> [Work to be completed]: Your answer must be an exact copy of the data below.

> [Material for this task]:

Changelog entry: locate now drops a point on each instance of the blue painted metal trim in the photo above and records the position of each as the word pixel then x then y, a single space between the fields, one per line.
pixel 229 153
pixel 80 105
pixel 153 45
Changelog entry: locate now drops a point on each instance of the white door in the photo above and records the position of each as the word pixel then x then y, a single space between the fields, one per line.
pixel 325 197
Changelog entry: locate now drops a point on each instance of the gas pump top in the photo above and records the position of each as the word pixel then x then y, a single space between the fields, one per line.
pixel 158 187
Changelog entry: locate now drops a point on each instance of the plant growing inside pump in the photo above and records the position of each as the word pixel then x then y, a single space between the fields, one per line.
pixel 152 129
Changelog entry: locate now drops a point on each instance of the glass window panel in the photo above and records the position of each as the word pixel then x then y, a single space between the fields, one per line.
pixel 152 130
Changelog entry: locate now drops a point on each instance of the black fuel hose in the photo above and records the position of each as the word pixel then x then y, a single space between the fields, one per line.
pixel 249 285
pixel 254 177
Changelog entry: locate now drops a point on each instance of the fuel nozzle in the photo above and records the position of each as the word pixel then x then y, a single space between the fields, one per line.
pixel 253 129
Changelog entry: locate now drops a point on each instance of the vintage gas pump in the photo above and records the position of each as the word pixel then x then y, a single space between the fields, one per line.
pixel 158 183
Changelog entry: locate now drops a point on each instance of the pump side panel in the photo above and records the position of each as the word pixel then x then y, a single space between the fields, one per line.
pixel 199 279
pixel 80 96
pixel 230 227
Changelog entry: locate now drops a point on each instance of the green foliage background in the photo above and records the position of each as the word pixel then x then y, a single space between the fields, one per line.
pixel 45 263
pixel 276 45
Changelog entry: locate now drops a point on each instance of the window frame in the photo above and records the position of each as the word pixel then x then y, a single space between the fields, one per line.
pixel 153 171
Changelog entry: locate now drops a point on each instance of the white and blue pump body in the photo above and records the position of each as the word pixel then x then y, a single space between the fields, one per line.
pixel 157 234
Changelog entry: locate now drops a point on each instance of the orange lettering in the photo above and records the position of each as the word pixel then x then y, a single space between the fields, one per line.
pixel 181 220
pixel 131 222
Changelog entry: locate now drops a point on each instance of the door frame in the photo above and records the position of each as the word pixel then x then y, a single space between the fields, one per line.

> [Response to this task]:
Changelog entry: locate now drops a point on each instance of the blue painted metal trim in the photo above and records the position of each as the word pixel then x then y, a single space between the fields, one per line.
pixel 229 153
pixel 80 105
pixel 153 45
Changelog entry: locate now drops a point on each instance of the white door in the photo above and records the position of each as the word pixel then x then y, a single space between the fields, one per line.
pixel 325 197
Changelog entry: locate now drops a point on each instance of the gas pump top in the photo above and records the position of each as the word pixel then x then y, a single space between the fields, one per line.
pixel 158 187
Changelog entry: locate now drops a point on each instance of the plant growing inside pump in the photo above and records the position of each as the word pixel then x then y, a single space between the fields, one per line.
pixel 152 129
Changelog entry: locate now drops a point on each instance of the glass window panel in the photo above and records the position of each as the word pixel then x then y, a single space between the fields, one per line.
pixel 152 130
Changelog entry: locate now drops a point on each instance of the black fuel hose in the photo above and records the position of each as the word pixel then x then y, a single space between the fields, one per line.
pixel 249 285
pixel 254 177
Changelog entry: locate now drops a point on each instance of the fuel nozzle in the photo above and records the position of each as the word pixel then x then y, a single space between the fields, one per line.
pixel 253 129
Changelog entry: locate now drops a point on each instance of the vintage gas pump in the photo above and records the position of each as the word pixel then x then y, a single space between the fields, one per line.
pixel 158 183
Changelog entry: locate now drops a point on each instance of the pump side panel in the photo above and records the position of each as the word pixel then x then y, a single space between the fields, one per line.
pixel 199 279
pixel 80 96
pixel 230 227
Changelog entry: locate now drops a point on each instance of the green foliage background in the photo above and records the position of each as the word pixel then x then y, a single space between the fields, one per line.
pixel 45 263
pixel 276 45
Changelog entry: locate now drops a point on each instance of the window frame in the photo above and records the position of each as the word pixel then x then y, a single space between the fields, one per line.
pixel 153 171
Changelog entry: locate now drops a point on each instance of the white and blue pump body in the photo above and records the position of each as the word pixel then x then y, a single space between the fields, one per line.
pixel 157 234
Changelog entry: locate now drops a point on each instance of the orange lettering in the photo above and records the position of each as the word pixel then x then y, a single space between the fields, one per line.
pixel 181 220
pixel 131 222
Changelog entry: locate now drops a point on each instance of the door frame in the photo above and records the position of each as the word pixel then x then y, a single space between the fields, one per line.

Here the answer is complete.